PAGE TEXT:

Purpose of the Program
The proposed IT system will be critical towards improving the quality of care availed to different patients. The program is aimed at promoting the best practices in health care. Practitioners will be able to communicate effectively, share ideas, and partner with other caregivers. They will record patient data and use the information to make future nursing decisions. The important goal of the new IT system is to improve the quality of services delivered to different patients (McGonigle & Mastrian, 2015). This goal will be achieved by improving the levels of communication and decision-making. Practitioners will manage their patients effectively, record information, and liaise with their teammates (Chin & Sakuda, 2012).
Targeted Population
The proposed QI initiative focuses on the use of modern technologies in healthcare practice. The program will support the needs of different caregivers, physicians, and doctors. These practitioners will be equipped with various technologies that can transform the health outcomes of every patient. As well, the QI strategy seeks to improve the quality of care availed to different people (Hoffman & Podgurski, 2011). Physicians and caregivers will be able to engage in evidence-based practices in order to transform the quality of healthcare.

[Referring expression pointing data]
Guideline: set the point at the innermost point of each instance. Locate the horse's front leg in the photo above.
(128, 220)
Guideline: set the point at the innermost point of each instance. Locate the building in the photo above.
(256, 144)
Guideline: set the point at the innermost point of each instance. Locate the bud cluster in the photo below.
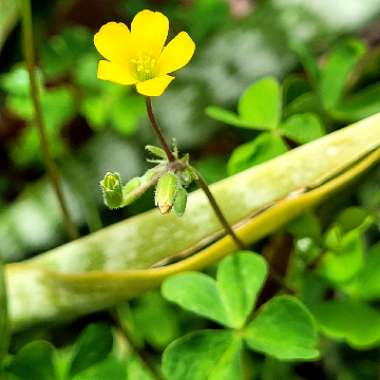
(170, 179)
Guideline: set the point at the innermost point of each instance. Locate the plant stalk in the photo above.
(202, 184)
(27, 30)
(157, 130)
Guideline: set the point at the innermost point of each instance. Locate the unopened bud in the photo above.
(186, 177)
(112, 190)
(166, 190)
(180, 202)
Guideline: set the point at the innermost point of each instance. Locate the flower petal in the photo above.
(115, 72)
(176, 54)
(149, 31)
(155, 86)
(114, 42)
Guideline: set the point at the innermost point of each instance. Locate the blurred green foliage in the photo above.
(245, 49)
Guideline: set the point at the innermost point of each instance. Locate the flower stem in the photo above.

ASSIGNED TASK 1: Write out the IT program passage between "Purpose of the" and "(Chin & Sakuda, 2012).", inclusive.
ASSIGNED TASK 2: Sum up the IT program passage in two sentences.
The data was taken from a different source than the IT program passage.

RESULT 1:
Purpose of the Program
The proposed IT system will be critical towards improving the quality of care availed to different patients. The program is aimed at promoting the best practices in health care. Practitioners will be able to communicate effectively, share ideas, and partner with other caregivers. They will record patient data and use the information to make future nursing decisions. The important goal of the new IT system is to improve the quality of services delivered to different patients (McGonigle & Mastrian, 2015). This goal will be achieved by improving the levels of communication and decision-making. Practitioners will manage their patients effectively, record information, and liaise with their teammates (Chin & Sakuda, 2012).

RESULT 2: The proposed IT system aims to improve the quality of care delivered to patients by improving communication and decision-making, letting practitioners record patient data, share ideas, and work with their teammates. The initiative targets caregivers, physicians, and doctors, equipping them with technologies and supporting evidence-based practice to transform the quality of healthcare.